→ Region labeling records
────────────────

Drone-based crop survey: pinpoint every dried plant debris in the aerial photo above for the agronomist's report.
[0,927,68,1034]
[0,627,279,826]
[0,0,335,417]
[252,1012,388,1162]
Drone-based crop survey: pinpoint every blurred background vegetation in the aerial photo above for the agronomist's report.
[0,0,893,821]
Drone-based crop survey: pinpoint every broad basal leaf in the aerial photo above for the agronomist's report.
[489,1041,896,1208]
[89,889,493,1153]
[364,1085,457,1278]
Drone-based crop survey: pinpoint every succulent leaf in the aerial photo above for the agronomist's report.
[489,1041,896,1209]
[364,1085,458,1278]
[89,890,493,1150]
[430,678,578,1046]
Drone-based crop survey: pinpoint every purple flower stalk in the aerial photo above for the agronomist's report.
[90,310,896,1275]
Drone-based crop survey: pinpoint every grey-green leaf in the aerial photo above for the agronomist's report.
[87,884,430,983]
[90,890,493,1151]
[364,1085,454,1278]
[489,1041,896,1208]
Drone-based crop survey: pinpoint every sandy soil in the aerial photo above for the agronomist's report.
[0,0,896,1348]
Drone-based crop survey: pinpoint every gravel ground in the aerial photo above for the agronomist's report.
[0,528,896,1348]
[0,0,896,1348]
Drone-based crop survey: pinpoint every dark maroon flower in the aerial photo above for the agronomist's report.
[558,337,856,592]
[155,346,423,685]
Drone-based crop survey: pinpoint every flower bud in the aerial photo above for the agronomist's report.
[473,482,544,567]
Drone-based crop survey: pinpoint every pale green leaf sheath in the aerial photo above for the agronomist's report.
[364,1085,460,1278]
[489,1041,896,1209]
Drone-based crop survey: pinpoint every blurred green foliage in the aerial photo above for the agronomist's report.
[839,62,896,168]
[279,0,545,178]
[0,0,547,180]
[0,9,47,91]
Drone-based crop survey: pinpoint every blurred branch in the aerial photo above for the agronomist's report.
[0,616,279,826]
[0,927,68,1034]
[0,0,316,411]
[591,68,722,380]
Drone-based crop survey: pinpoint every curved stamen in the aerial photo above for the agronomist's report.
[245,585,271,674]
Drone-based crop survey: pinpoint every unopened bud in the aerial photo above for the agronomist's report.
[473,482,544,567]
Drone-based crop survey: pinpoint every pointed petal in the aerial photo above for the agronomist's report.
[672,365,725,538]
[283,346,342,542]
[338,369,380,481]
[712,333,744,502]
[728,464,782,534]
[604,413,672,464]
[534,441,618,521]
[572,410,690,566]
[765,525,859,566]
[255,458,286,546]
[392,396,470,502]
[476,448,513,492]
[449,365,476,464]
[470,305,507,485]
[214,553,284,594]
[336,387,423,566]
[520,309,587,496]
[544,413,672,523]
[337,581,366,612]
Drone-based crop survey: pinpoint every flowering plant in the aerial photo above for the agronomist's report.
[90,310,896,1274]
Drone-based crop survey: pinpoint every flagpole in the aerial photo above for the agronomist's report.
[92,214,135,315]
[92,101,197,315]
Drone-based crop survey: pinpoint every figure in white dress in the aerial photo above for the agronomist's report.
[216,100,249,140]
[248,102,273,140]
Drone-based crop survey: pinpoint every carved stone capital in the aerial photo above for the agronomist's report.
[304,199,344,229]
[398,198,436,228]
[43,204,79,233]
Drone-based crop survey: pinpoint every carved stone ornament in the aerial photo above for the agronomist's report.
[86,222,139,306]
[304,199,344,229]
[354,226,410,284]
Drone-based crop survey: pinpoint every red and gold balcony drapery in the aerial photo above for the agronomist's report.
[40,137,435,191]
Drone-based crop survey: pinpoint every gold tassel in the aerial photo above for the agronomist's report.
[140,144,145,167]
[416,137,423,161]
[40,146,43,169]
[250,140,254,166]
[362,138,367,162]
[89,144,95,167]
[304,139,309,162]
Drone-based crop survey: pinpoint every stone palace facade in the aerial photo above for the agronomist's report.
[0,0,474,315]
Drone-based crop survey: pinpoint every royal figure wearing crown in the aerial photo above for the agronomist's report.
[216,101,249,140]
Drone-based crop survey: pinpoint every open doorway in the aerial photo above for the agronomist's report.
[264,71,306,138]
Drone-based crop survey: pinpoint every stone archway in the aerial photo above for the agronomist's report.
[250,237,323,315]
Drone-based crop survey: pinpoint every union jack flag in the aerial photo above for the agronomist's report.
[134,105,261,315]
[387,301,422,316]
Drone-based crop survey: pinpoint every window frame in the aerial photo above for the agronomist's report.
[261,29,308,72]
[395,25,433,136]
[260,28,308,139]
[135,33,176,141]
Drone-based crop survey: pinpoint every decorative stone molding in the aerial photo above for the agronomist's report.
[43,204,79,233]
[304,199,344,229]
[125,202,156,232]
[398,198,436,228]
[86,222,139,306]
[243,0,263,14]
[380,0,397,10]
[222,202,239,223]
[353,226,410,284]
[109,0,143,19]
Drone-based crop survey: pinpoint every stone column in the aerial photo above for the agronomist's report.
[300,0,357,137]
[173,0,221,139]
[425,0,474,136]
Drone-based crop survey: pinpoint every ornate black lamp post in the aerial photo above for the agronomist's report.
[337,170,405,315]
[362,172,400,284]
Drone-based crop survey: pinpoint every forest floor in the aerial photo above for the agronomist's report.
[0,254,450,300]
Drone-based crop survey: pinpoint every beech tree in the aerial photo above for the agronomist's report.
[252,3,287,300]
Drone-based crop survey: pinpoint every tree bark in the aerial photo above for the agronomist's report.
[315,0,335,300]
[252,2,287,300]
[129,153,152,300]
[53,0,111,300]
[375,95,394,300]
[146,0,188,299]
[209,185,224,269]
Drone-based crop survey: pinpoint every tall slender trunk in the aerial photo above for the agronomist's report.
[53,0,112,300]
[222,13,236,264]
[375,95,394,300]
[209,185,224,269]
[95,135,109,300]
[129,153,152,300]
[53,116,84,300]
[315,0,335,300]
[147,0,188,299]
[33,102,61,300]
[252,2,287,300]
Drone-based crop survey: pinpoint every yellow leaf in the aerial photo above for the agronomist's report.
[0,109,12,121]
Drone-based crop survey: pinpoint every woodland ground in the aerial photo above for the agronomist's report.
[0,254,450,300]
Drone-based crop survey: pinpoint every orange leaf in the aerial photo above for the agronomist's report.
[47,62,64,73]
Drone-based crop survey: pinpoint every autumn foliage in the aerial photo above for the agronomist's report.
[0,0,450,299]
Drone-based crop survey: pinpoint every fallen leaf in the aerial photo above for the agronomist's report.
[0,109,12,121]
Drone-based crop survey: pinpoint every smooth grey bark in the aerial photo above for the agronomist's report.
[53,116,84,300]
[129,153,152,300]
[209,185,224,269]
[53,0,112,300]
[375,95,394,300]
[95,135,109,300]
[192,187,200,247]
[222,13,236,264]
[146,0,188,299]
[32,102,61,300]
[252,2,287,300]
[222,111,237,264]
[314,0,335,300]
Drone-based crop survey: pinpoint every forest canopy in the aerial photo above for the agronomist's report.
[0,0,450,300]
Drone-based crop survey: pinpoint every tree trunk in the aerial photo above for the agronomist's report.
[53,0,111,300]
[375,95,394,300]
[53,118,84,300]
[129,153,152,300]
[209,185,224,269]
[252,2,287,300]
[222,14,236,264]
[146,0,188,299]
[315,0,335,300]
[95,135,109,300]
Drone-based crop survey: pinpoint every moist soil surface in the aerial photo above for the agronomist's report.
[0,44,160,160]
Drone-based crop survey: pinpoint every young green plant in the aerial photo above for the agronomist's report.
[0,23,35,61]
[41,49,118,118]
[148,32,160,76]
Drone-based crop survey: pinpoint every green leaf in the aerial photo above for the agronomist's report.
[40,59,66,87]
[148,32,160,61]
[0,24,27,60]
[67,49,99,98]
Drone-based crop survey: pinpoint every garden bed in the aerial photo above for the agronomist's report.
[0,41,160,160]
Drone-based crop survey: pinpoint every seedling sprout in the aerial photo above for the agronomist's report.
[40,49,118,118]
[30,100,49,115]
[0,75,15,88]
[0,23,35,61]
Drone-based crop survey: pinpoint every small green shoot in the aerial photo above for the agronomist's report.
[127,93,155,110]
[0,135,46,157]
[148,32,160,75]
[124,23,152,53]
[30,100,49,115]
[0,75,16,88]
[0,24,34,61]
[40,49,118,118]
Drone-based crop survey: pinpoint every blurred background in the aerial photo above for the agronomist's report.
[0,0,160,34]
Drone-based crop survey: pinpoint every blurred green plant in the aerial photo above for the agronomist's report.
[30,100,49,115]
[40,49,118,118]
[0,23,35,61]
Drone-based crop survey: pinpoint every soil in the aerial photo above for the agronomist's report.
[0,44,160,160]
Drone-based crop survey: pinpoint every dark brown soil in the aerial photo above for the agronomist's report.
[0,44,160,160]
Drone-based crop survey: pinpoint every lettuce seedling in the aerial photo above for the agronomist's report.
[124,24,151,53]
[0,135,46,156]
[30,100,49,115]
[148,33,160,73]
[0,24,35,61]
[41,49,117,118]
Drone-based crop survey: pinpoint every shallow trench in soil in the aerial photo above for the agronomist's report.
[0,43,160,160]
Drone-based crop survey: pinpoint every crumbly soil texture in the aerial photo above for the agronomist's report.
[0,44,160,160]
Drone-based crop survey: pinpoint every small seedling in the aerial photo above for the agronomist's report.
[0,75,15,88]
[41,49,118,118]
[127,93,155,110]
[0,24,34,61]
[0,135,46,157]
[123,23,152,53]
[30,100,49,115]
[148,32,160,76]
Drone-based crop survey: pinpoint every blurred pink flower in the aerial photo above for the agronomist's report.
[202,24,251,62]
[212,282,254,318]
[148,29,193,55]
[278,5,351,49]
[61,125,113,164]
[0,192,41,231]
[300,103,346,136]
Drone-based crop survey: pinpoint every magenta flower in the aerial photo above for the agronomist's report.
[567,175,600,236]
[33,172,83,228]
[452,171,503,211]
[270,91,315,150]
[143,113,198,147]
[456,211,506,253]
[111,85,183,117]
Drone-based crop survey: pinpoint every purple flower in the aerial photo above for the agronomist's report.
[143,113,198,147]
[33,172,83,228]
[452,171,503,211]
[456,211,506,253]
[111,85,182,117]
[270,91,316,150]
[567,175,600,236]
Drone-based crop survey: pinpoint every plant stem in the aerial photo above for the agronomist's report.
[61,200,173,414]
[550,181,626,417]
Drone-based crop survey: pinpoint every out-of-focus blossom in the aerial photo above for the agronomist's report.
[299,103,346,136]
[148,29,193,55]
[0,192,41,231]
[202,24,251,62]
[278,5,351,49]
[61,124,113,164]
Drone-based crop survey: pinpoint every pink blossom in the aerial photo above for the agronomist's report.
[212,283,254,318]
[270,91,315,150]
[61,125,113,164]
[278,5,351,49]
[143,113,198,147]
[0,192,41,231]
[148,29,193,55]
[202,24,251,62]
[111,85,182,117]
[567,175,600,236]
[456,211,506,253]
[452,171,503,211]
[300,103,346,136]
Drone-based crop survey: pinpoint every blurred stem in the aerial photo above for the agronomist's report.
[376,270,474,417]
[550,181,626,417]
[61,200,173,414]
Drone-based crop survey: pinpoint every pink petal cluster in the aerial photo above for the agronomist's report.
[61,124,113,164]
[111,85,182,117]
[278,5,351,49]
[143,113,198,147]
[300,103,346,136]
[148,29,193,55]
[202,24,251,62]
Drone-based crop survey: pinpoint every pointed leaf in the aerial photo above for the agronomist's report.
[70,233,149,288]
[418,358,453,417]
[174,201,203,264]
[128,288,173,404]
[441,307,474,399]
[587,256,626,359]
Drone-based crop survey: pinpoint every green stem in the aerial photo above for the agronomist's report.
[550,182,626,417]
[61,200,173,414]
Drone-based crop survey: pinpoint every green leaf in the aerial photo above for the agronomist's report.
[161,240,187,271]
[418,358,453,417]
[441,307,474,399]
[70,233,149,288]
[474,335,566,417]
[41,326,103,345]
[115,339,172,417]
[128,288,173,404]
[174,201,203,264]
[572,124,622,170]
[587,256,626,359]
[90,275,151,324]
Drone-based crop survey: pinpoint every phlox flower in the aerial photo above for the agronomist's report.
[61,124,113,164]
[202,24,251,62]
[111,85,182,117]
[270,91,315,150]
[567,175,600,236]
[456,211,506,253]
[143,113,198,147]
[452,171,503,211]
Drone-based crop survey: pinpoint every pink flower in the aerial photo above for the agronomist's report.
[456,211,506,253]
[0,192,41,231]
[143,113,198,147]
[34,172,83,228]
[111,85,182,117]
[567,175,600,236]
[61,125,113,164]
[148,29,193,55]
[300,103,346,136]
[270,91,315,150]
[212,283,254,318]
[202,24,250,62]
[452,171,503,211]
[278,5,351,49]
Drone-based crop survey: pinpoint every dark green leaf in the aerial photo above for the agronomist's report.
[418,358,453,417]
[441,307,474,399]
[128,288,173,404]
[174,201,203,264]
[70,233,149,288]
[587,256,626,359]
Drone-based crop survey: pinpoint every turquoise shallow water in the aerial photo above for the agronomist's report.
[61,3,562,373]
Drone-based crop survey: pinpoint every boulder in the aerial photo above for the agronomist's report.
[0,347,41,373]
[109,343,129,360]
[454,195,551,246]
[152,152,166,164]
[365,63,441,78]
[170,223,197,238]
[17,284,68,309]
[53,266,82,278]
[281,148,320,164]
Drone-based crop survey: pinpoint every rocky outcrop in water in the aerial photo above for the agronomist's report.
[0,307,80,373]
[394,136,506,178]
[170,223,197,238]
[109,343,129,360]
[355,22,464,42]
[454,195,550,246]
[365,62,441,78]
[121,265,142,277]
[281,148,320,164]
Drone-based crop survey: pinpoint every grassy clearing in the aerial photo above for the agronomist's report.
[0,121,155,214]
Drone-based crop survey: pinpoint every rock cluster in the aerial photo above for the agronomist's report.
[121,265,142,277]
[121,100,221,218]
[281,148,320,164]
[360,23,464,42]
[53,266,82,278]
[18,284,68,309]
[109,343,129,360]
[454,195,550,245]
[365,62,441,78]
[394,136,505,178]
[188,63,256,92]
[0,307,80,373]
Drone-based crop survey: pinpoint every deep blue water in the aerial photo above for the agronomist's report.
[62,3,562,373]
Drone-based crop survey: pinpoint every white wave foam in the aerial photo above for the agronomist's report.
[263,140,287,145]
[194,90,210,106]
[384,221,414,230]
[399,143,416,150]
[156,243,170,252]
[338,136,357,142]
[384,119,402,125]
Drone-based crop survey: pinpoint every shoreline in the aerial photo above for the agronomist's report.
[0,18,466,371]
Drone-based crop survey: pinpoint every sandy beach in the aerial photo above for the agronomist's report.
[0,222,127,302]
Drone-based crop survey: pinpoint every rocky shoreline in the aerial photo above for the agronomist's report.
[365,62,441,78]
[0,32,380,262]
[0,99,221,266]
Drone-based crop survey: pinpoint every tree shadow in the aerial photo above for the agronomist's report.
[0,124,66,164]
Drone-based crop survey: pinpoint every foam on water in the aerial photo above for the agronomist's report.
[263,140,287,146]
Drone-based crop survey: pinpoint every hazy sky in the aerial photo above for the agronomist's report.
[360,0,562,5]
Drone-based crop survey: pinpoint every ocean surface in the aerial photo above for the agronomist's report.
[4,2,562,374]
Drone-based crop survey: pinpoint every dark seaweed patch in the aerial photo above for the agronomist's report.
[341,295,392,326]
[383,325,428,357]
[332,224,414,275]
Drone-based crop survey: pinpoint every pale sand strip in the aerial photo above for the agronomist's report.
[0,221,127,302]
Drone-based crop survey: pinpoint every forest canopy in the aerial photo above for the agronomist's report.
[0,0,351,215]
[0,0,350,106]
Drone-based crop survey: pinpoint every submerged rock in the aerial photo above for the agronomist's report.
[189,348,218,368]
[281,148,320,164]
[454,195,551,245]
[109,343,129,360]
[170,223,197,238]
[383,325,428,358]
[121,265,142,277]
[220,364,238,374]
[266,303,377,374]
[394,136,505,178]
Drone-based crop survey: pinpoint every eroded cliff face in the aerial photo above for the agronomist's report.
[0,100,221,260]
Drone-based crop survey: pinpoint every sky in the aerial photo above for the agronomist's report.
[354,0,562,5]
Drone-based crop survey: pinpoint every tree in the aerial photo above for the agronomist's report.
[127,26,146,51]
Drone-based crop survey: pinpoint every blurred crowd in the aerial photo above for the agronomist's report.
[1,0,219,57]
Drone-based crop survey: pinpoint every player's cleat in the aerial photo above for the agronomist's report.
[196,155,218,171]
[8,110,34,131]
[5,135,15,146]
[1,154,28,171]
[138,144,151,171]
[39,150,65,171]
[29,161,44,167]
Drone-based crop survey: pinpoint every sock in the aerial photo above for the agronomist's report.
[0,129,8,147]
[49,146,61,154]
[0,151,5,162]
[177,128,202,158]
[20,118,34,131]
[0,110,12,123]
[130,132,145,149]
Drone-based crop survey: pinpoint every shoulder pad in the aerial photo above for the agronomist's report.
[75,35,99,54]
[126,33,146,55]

────────────────

→ Directions for this task
Start at the first line of the records and stop after the line containing "[0,9,47,91]". Can you rewrite every line in that span, keeping the non-coordinate lines unchanged, with each box coordinate multiplied by 2 and rounded to a whole number, halves rounded up?

→ Result for this task
Drone-based crop survey: pinpoint every dried plant debris in the aerial photo above for the agronomist's report.
[0,1854,136,2068]
[0,1254,558,1652]
[0,0,670,834]
[504,2024,776,2324]
Drone-based crop survey: pinpoint every blurred background vegetation in the aerial photo above for the agronomist's report.
[0,0,1786,1642]
Drone-based crop survey: pinpoint every broad basal leaf in the aerial photo above for the agronomist's report.
[978,2082,1792,2416]
[178,1778,986,2306]
[728,2170,914,2556]
Drone-based crop survey: pinpoint every succulent leaf in the aerial photo above for the agronomist's report.
[978,2082,1792,2418]
[728,2170,916,2556]
[178,1780,986,2300]
[860,1356,1156,2092]
Drone-based crop survey: pinpoint every purple flower stalk in the aerial photo above for the agronomist's report.
[180,620,1792,2550]
Drone-based crop survey: pinpoint every grey-green leaf in the aerial photo above for the agronomist's report.
[174,1768,860,1966]
[180,1780,986,2302]
[728,2170,908,2556]
[978,2082,1792,2416]
Drone-based crop survey: pinpoint every sandy soil in the aerial photo above for the agronomist's report.
[0,0,1792,2696]
Drone-based crop survey: pinpoint every gravel ground in the aerial photo above for the agronomist's report.
[0,1056,1792,2696]
[0,0,1792,2696]
Drone-based crop survey: pinpoint every dark maroon flower in the aerial photo above for the agronomist's report.
[1116,674,1712,1184]
[310,692,846,1370]
Drone-based crop survey: pinpoint every flower bud in the aerial photo above for the agronomist's report.
[946,964,1088,1134]
Drone-based crop survey: pinpoint every pale green leaf sheath in the aerial photo above for the agronomist's report.
[728,2170,920,2556]
[978,2082,1792,2418]
Drone-based crop survey: pinpoint every blurred green foliage in the aerial photo above for the agronomist's report.
[1678,124,1792,336]
[558,0,1090,356]
[0,0,1094,360]
[0,18,94,182]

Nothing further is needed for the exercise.